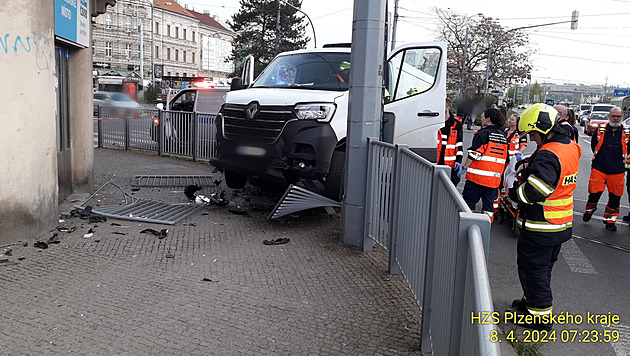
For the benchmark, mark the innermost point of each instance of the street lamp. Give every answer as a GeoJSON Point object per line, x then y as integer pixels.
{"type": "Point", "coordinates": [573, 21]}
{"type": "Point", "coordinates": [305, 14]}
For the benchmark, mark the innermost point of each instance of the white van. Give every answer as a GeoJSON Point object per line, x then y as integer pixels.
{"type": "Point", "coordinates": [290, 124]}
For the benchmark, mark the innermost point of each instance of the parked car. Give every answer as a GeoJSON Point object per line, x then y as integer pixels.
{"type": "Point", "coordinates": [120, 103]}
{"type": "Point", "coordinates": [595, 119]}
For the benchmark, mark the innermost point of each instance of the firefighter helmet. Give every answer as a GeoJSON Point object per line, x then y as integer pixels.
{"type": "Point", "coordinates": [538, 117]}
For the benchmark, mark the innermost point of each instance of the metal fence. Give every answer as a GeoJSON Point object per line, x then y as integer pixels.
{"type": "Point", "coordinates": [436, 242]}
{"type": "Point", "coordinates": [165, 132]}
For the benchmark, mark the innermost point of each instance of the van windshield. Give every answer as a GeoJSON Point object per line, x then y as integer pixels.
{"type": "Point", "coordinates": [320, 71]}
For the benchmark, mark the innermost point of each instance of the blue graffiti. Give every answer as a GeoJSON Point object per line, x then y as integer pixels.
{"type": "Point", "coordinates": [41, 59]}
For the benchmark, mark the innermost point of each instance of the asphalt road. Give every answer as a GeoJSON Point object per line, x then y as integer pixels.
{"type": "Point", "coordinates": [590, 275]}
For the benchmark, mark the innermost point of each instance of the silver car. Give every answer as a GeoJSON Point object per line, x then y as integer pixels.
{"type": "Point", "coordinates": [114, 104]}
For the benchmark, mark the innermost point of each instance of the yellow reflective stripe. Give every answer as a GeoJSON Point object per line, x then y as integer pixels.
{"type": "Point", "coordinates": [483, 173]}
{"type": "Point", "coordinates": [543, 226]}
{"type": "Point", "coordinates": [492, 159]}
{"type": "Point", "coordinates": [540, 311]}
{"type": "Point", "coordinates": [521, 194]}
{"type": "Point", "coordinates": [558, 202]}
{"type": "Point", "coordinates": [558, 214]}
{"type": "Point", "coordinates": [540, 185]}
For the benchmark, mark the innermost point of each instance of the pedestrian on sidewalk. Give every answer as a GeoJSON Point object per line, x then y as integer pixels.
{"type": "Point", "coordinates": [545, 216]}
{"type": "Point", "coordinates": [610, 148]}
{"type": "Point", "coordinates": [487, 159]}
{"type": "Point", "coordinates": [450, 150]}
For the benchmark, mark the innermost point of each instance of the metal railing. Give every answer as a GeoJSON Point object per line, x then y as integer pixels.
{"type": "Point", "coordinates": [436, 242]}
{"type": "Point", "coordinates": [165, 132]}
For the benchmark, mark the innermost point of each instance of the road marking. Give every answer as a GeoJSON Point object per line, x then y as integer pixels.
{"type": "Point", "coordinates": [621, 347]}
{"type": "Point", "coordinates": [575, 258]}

§ §

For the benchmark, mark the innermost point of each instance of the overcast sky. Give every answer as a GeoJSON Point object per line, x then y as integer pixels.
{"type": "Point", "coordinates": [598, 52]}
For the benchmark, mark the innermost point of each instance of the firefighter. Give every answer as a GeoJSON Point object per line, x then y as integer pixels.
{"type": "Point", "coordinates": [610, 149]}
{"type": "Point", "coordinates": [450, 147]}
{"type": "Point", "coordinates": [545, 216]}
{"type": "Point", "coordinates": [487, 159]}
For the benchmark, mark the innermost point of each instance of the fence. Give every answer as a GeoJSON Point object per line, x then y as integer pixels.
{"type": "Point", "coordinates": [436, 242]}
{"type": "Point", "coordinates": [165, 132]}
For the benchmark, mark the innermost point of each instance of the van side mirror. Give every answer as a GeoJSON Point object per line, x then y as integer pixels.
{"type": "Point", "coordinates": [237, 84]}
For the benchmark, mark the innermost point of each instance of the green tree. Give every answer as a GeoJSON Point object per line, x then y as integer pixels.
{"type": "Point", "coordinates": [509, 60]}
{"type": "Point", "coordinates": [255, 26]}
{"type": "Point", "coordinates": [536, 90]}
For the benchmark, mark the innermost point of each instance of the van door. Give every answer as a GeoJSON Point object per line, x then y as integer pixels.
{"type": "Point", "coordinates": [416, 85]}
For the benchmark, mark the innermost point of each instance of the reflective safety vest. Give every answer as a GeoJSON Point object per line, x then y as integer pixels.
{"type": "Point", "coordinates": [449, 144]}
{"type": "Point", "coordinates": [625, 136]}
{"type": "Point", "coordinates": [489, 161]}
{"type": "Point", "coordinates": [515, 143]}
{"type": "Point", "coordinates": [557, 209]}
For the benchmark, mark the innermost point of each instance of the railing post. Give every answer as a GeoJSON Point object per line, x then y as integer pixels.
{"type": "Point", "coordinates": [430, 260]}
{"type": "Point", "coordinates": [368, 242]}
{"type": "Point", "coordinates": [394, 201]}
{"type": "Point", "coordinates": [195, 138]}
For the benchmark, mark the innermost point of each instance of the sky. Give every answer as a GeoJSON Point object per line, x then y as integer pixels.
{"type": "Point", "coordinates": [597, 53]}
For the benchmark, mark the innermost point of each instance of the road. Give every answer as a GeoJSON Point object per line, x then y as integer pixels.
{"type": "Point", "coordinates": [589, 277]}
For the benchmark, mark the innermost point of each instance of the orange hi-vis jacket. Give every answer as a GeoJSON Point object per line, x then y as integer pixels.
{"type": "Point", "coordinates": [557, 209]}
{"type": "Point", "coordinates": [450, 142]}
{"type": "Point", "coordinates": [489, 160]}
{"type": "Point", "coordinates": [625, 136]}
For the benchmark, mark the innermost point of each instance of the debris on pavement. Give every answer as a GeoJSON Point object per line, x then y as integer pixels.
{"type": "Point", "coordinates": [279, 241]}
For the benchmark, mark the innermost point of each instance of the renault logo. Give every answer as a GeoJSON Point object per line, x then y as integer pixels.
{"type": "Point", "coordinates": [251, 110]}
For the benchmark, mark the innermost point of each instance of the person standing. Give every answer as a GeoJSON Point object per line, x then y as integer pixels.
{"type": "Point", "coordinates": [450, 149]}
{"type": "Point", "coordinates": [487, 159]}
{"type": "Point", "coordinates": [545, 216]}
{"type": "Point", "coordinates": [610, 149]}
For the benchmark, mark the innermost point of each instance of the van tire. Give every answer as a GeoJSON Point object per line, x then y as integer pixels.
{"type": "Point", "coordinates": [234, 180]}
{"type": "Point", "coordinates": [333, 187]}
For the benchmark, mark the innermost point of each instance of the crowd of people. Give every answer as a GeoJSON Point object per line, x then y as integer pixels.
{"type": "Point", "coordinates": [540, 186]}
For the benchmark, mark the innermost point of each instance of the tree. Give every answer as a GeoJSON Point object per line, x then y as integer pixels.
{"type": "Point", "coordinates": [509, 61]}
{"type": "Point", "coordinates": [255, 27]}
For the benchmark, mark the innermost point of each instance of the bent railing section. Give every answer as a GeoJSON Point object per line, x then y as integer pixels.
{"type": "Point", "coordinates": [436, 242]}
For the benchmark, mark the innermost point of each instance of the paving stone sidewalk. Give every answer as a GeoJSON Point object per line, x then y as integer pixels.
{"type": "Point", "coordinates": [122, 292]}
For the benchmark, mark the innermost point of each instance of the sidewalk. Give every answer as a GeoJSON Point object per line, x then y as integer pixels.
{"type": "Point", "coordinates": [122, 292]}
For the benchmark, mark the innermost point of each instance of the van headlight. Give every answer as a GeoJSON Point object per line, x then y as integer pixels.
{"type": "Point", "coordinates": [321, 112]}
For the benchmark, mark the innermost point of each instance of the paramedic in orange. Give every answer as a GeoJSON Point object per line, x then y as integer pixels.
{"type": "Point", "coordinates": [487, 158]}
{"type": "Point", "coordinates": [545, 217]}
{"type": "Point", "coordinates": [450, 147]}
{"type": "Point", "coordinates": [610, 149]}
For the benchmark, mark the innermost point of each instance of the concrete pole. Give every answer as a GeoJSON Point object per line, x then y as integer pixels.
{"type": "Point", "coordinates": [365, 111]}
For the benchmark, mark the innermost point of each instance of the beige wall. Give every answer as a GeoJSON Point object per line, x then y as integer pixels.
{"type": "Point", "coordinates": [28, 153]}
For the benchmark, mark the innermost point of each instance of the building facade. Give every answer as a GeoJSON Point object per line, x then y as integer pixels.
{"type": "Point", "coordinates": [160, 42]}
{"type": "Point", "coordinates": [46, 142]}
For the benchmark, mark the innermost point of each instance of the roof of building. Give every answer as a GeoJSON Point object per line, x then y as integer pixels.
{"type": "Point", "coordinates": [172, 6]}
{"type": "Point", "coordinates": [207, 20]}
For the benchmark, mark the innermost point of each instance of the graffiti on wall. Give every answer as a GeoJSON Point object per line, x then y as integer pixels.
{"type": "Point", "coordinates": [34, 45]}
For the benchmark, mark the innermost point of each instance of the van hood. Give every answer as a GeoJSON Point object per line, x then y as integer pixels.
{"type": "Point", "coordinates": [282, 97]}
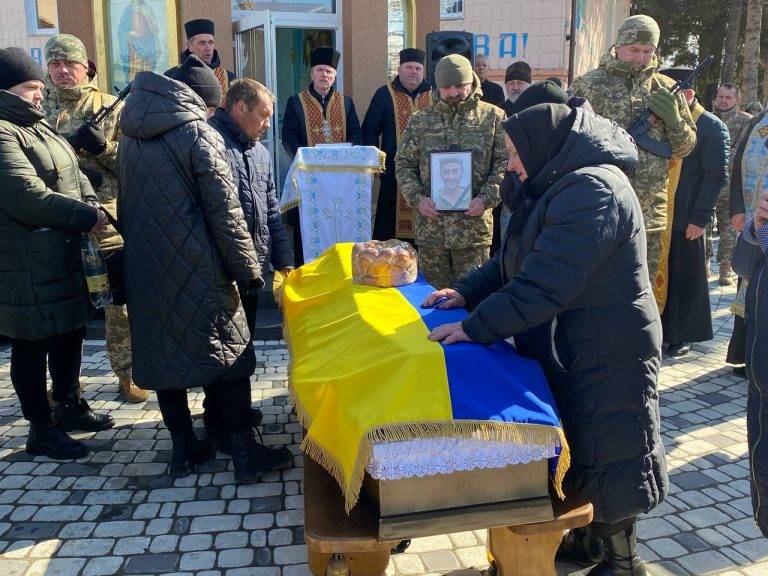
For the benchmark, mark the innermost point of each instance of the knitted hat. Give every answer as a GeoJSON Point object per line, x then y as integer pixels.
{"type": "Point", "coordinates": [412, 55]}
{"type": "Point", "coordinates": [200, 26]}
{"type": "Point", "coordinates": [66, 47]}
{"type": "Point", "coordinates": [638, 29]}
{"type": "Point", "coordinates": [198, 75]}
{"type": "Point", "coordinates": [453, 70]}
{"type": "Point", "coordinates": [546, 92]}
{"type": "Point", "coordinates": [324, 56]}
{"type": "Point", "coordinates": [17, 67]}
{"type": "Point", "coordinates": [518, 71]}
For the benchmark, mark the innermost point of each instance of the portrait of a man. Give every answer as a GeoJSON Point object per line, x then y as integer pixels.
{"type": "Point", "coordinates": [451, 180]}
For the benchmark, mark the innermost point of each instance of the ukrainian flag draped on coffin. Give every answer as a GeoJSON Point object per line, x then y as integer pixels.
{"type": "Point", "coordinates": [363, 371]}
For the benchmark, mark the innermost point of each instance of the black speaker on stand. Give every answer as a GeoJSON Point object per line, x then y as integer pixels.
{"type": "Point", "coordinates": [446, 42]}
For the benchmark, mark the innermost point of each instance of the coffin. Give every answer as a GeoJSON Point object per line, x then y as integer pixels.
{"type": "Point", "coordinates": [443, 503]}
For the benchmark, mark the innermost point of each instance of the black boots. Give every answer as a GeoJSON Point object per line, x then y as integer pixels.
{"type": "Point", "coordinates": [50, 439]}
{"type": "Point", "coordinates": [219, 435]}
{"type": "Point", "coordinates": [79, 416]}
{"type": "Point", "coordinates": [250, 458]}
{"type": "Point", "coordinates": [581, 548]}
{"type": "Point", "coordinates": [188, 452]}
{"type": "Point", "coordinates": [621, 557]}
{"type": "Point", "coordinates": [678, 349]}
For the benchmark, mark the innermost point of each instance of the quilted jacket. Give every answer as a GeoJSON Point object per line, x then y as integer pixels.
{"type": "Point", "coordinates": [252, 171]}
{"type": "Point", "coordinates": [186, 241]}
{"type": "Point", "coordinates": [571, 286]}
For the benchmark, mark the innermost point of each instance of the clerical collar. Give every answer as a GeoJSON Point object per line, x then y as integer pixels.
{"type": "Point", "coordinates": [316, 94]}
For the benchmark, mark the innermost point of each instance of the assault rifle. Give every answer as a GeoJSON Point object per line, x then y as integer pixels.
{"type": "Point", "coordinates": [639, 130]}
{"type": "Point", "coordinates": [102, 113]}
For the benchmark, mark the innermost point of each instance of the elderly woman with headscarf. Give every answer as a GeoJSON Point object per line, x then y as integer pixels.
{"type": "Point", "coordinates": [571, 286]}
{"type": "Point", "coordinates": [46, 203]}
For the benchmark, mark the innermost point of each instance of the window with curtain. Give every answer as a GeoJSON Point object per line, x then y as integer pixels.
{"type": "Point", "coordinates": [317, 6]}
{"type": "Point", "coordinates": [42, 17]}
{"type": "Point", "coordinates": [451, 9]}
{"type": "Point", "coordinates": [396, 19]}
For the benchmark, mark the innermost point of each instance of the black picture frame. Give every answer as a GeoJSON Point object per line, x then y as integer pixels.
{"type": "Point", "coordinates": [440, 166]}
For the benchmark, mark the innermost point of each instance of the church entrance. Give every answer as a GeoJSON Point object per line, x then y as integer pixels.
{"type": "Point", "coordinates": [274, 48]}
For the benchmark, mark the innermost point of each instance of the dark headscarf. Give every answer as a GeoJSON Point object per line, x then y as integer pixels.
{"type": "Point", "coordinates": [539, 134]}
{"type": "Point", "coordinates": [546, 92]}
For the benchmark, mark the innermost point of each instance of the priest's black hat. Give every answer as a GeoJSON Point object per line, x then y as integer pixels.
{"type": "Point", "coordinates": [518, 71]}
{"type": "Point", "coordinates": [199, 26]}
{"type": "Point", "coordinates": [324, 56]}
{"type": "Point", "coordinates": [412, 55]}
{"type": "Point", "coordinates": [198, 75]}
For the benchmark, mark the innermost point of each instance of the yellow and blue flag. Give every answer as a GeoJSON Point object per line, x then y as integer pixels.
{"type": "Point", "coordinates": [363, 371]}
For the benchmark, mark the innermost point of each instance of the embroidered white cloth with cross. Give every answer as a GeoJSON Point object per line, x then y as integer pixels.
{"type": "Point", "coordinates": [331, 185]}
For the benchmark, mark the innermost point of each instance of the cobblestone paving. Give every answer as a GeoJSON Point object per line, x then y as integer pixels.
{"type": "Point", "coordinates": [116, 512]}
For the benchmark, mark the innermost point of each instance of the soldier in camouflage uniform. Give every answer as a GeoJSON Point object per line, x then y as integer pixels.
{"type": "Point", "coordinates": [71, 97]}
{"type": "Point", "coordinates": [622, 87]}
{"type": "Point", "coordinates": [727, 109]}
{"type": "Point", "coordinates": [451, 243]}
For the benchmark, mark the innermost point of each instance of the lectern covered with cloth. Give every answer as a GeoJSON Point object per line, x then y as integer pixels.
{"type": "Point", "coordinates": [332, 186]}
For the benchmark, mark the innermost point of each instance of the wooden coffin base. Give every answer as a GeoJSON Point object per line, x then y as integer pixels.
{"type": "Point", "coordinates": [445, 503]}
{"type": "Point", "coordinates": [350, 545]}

§ §

Return every line in the rows above that contains the string "cloth", each copied unchanged.

For the benchmark, mark the innermost point of each instance of the embroidered white cloth with cross. Give every answer as a GeoJSON Point object per line, x then y as integer pixels.
For the benchmark, mark the innermost point of each instance of the lectern covered with cloth. Give every answer as a GeoJSON Point object per line, x then y as integer pixels.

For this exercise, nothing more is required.